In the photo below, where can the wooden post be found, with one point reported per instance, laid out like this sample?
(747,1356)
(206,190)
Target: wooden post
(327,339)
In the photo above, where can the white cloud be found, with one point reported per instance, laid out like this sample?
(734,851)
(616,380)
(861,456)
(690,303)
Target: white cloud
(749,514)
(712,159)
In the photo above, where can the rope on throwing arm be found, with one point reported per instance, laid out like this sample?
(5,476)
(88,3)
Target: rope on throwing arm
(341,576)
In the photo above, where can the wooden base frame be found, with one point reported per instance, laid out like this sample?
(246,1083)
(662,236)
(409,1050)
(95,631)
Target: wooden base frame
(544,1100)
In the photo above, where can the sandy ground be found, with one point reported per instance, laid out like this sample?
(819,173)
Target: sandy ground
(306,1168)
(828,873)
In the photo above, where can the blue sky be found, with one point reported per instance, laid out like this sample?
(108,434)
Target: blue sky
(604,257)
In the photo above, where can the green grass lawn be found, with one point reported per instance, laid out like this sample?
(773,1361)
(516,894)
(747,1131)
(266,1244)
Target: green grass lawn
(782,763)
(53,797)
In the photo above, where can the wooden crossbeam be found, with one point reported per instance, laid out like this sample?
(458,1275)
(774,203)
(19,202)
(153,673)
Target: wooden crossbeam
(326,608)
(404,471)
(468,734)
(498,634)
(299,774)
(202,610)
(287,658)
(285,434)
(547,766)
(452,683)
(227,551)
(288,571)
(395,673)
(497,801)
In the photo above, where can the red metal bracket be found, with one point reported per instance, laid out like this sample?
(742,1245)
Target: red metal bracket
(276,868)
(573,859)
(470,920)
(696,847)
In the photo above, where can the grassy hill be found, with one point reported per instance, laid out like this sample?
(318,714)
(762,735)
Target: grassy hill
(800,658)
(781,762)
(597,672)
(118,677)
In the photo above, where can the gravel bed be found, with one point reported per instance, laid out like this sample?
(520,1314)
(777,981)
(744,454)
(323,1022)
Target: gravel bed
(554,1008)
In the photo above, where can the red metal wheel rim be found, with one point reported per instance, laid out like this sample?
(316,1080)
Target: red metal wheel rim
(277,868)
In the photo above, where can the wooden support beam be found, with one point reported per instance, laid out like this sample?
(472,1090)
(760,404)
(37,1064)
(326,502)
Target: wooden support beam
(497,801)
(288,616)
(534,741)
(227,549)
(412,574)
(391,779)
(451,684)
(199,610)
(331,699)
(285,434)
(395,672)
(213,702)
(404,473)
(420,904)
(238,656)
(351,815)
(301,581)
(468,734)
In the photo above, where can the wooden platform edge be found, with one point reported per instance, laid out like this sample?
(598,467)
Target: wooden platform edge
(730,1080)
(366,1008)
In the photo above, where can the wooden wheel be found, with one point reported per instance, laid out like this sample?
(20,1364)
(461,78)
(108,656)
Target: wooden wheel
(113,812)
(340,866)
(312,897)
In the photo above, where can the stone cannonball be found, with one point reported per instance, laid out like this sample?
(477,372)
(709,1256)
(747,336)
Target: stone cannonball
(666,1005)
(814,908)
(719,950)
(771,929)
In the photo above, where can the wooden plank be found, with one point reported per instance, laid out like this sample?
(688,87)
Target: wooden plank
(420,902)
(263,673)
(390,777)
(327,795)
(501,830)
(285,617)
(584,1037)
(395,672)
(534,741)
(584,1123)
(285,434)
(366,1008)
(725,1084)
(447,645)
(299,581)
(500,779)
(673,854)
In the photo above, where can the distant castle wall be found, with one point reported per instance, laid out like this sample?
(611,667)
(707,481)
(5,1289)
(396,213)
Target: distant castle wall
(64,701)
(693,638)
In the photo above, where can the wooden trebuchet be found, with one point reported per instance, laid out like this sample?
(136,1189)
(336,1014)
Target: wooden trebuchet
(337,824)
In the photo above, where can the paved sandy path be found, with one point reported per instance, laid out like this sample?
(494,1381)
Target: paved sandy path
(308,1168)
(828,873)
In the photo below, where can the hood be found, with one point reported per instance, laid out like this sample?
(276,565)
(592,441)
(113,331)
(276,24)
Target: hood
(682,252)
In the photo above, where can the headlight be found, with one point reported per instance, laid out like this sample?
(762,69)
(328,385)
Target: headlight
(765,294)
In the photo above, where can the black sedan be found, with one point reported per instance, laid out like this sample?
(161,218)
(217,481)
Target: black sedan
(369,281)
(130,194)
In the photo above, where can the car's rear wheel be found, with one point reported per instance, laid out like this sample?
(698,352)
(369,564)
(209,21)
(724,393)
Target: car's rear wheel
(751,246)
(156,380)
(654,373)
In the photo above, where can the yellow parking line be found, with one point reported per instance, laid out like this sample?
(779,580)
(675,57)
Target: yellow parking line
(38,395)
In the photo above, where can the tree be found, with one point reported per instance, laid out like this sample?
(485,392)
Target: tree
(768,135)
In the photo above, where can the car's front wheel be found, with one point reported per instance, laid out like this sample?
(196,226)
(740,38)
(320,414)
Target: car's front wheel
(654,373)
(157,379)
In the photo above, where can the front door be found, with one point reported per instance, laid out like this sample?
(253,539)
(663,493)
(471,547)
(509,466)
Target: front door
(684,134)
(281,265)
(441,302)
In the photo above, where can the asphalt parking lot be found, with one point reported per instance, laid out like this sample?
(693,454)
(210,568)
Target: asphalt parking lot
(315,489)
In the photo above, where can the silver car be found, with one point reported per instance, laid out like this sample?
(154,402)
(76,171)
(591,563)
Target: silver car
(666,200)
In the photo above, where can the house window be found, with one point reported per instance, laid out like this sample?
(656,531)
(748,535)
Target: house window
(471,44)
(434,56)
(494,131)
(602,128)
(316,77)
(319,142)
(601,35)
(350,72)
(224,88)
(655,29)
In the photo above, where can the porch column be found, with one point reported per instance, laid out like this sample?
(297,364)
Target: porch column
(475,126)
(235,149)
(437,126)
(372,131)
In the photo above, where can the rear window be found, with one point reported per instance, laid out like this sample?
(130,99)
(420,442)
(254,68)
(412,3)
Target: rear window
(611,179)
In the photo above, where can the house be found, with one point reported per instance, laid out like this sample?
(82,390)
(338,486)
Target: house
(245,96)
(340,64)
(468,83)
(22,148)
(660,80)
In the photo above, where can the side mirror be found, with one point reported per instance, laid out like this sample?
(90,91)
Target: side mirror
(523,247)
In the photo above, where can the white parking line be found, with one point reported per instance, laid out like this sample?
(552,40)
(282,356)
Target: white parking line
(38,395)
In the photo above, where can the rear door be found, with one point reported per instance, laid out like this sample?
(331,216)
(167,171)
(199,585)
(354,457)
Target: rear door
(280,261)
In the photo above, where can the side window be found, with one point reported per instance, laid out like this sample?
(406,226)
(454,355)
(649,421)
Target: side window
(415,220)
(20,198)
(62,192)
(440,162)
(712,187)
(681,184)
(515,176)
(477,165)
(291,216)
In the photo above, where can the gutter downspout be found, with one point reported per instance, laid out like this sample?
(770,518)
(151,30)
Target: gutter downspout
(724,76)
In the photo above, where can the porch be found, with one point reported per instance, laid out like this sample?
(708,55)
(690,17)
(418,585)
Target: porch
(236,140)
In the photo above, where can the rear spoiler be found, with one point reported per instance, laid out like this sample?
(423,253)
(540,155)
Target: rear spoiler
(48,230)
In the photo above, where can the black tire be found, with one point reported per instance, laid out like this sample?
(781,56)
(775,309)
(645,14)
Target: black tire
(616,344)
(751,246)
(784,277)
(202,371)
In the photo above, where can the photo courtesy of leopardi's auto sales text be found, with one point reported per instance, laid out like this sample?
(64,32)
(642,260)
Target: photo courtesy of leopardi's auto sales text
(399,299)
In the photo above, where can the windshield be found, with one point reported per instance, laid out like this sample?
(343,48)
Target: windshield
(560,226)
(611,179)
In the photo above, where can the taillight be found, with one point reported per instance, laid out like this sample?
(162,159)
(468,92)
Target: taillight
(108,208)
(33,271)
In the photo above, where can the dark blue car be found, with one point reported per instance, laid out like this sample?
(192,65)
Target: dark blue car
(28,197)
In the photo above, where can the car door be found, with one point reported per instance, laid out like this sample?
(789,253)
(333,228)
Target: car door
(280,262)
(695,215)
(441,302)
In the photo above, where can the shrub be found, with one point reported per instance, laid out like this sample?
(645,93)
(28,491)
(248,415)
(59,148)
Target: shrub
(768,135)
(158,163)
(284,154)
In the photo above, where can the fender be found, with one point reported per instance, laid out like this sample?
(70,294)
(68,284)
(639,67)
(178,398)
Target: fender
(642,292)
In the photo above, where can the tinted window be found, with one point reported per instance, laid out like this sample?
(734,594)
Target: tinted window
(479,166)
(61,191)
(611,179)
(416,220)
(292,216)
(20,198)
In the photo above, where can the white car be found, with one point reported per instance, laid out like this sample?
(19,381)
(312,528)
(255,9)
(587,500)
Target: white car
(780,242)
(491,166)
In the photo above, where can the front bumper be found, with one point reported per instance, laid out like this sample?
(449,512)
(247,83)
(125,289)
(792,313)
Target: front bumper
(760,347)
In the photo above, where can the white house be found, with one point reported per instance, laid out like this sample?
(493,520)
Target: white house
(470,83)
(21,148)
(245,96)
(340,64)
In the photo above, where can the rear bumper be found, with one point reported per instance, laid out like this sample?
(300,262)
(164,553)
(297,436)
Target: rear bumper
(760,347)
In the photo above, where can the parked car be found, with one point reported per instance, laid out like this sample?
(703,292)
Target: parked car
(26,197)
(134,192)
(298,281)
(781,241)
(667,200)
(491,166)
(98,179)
______
## WHAT IS ASKED
Output only the lines running from the line with "In the photo above, where can the white car" through the final line of the data, inclusive.

## SOLUTION FOR THIS EXERCISE
In the photo above, where can the white car be found, with one point reported per instance, laid out like this sample?
(19,381)
(312,528)
(255,9)
(587,500)
Target: white car
(780,242)
(491,166)
In the photo above, where can the front bumper be found, with one point reported per instance, laid out like this sample?
(449,512)
(247,83)
(125,289)
(792,313)
Target: front bumper
(760,347)
In the photo above, where can the white house be found, with one point reported per instance, laid out like this sample?
(493,520)
Target: white house
(470,83)
(21,148)
(245,96)
(340,64)
In the photo above, where can the rear bumper be found, with one point reported per instance, laid out like this sample?
(300,262)
(164,553)
(297,436)
Target: rear bumper
(760,347)
In the photo above, where can the parked car be found, with one point reported per instance, laid out like this sample?
(703,292)
Target: parked car
(26,197)
(134,192)
(298,281)
(781,241)
(667,200)
(491,166)
(98,179)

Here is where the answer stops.